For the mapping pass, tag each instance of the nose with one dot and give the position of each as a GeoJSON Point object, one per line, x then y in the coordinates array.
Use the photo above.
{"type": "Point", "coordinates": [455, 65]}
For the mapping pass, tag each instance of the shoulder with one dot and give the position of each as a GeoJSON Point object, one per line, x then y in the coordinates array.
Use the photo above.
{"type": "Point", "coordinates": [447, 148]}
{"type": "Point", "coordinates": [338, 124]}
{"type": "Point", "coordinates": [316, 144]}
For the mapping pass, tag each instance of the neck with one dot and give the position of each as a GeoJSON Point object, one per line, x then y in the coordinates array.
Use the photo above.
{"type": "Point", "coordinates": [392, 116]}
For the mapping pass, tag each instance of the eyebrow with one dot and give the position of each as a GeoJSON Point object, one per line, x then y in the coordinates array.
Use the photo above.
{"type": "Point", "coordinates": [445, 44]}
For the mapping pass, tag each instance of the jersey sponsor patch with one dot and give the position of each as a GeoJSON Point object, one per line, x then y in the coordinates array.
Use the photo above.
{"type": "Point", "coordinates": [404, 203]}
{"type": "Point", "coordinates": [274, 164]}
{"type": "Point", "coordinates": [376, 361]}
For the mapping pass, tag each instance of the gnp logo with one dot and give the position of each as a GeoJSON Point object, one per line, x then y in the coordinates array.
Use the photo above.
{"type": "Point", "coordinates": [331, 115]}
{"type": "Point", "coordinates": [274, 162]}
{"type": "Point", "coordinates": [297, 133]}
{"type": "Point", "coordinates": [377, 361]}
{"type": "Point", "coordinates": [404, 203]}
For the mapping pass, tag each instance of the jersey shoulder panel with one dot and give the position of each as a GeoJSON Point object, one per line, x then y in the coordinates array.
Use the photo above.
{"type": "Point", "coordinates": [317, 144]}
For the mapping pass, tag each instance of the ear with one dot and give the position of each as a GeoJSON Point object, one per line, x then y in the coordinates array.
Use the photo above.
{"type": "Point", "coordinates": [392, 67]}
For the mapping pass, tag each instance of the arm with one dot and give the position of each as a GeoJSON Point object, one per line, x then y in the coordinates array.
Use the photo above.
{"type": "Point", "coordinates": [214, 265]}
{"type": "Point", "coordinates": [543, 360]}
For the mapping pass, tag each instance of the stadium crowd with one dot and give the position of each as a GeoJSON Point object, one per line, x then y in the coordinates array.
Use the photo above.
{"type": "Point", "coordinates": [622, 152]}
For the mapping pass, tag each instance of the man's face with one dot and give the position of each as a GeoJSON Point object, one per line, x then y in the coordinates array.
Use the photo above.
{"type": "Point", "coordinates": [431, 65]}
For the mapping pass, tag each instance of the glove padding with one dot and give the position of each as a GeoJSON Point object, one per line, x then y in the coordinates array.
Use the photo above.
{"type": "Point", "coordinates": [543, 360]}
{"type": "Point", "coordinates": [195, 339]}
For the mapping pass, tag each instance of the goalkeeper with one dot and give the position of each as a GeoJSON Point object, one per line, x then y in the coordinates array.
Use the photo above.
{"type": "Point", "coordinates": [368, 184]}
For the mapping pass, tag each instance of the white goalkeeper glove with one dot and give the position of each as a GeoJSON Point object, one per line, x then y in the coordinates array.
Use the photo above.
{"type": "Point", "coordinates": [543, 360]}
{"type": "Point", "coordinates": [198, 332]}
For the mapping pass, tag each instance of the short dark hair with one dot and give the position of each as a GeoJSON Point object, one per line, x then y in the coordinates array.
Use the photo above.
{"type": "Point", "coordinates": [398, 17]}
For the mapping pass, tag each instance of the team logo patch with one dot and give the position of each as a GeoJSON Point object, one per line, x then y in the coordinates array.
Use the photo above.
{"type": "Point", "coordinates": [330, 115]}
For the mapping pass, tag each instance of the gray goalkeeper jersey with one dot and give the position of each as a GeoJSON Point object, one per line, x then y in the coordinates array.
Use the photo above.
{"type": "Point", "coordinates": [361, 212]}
...
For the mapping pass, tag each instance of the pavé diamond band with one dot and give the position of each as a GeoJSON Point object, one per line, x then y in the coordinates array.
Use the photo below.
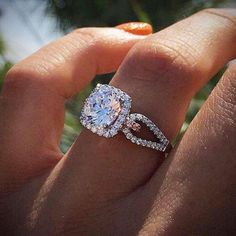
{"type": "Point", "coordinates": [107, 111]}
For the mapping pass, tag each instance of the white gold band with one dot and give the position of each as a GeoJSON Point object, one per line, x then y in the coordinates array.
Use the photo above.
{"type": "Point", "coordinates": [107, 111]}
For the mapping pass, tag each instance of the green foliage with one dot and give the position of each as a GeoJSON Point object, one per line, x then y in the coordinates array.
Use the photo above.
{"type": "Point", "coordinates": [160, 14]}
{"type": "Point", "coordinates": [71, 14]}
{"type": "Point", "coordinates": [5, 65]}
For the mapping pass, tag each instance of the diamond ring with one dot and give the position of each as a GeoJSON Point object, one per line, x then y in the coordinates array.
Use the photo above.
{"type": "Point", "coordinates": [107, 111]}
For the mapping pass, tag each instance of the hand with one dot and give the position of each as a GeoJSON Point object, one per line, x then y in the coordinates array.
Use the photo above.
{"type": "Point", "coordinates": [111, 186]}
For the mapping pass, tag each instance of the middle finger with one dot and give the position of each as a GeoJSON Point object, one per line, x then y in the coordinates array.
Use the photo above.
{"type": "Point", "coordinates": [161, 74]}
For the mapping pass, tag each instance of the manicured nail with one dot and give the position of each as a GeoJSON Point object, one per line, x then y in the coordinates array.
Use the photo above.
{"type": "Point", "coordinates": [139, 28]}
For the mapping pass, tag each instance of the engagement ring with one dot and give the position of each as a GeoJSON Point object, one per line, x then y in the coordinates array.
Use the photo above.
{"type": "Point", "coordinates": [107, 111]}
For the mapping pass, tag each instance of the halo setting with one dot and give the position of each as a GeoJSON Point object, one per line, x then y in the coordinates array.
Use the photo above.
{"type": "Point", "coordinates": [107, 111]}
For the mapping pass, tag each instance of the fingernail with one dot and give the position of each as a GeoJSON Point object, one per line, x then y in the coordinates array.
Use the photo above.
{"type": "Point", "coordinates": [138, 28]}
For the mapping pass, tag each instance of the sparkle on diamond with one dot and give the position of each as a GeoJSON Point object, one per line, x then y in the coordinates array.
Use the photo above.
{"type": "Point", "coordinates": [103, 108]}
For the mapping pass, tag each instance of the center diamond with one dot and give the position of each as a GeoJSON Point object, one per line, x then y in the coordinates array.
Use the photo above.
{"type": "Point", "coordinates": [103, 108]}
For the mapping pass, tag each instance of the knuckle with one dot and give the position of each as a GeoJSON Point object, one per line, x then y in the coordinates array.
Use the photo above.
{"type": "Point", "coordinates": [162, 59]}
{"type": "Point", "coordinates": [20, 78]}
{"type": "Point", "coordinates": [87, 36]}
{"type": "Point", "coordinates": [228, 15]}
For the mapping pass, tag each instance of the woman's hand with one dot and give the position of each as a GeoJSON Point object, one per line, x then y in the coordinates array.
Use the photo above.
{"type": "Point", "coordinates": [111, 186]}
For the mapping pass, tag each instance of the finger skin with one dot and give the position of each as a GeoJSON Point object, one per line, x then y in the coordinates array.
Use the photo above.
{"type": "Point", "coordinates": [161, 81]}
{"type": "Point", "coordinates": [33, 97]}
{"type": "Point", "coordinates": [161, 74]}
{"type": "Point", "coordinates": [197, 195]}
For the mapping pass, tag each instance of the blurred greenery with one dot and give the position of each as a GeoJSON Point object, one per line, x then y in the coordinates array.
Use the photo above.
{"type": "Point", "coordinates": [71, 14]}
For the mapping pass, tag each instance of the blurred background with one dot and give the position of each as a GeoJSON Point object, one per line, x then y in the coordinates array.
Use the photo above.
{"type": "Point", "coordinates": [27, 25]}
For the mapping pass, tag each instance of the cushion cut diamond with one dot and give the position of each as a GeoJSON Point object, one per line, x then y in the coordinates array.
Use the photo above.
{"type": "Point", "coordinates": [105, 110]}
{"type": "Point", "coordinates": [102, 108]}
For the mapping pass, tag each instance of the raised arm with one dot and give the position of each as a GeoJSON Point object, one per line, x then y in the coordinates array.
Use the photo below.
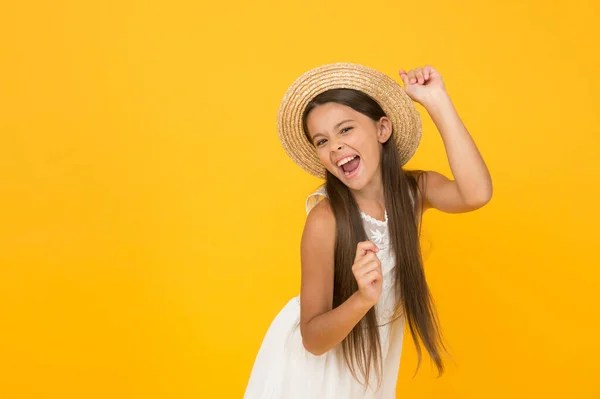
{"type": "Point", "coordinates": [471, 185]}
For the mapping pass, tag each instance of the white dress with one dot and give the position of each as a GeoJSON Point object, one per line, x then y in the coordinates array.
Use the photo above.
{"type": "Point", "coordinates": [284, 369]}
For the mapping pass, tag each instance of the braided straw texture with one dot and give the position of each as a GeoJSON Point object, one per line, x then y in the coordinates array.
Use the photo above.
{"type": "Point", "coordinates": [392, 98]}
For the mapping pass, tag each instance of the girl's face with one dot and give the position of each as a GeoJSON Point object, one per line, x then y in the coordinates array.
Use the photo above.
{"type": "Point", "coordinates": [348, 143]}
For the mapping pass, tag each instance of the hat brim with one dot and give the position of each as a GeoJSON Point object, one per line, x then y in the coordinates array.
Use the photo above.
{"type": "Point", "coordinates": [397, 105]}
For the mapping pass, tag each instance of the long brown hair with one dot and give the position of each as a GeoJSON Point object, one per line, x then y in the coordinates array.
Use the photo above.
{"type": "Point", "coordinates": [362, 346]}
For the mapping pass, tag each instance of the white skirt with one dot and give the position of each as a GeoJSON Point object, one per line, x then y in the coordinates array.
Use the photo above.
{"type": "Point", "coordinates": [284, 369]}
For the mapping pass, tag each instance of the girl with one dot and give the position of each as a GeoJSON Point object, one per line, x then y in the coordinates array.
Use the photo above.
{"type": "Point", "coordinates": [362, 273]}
* * *
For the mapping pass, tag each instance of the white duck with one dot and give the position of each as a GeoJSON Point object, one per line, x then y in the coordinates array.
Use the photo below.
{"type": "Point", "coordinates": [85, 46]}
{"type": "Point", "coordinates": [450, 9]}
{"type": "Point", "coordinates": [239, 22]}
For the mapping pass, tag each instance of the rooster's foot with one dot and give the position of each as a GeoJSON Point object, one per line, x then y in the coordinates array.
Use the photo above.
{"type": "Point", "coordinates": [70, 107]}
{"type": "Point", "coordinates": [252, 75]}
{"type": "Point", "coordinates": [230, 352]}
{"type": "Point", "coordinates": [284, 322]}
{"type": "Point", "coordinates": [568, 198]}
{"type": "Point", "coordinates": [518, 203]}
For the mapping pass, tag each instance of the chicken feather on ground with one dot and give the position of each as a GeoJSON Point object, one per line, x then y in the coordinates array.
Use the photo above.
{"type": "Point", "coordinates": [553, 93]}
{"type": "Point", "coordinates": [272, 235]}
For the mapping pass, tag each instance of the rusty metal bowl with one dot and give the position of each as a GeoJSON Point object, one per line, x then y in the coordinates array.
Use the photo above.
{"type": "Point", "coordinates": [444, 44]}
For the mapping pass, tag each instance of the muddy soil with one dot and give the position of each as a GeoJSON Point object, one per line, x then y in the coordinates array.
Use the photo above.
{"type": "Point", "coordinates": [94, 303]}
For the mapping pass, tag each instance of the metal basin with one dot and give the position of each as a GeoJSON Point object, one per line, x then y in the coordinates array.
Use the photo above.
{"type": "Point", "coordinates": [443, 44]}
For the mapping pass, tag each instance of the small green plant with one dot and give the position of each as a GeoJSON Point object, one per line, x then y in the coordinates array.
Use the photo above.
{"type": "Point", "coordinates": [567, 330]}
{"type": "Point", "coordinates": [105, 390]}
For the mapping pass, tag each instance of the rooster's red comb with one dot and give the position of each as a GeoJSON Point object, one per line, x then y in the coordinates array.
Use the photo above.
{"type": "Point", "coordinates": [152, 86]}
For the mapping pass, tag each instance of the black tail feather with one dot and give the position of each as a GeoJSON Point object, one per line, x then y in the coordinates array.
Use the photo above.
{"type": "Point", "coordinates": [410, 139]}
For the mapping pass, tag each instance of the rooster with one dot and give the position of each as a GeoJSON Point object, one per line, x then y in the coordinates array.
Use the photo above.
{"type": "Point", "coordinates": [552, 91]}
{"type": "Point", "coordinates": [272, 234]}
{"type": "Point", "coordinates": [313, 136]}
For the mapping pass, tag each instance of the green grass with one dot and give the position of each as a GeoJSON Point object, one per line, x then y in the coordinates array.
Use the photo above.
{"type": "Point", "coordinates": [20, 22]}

> SET TASK
From the rows above, pull out every line that contains the word "shoulder" and copy each one.

> ANSWER TO THE PROBLEM
For the mapping pass, tag each instance of the shoulder with one dot and give the position of each as a GeoJSON Point object, one per line, x then y in the coordinates array.
For the mapping pass, tag each instance of the jersey shoulder panel with one dot and give the position of each as a GeoJSON Point object, one per line, x then y in the coordinates array.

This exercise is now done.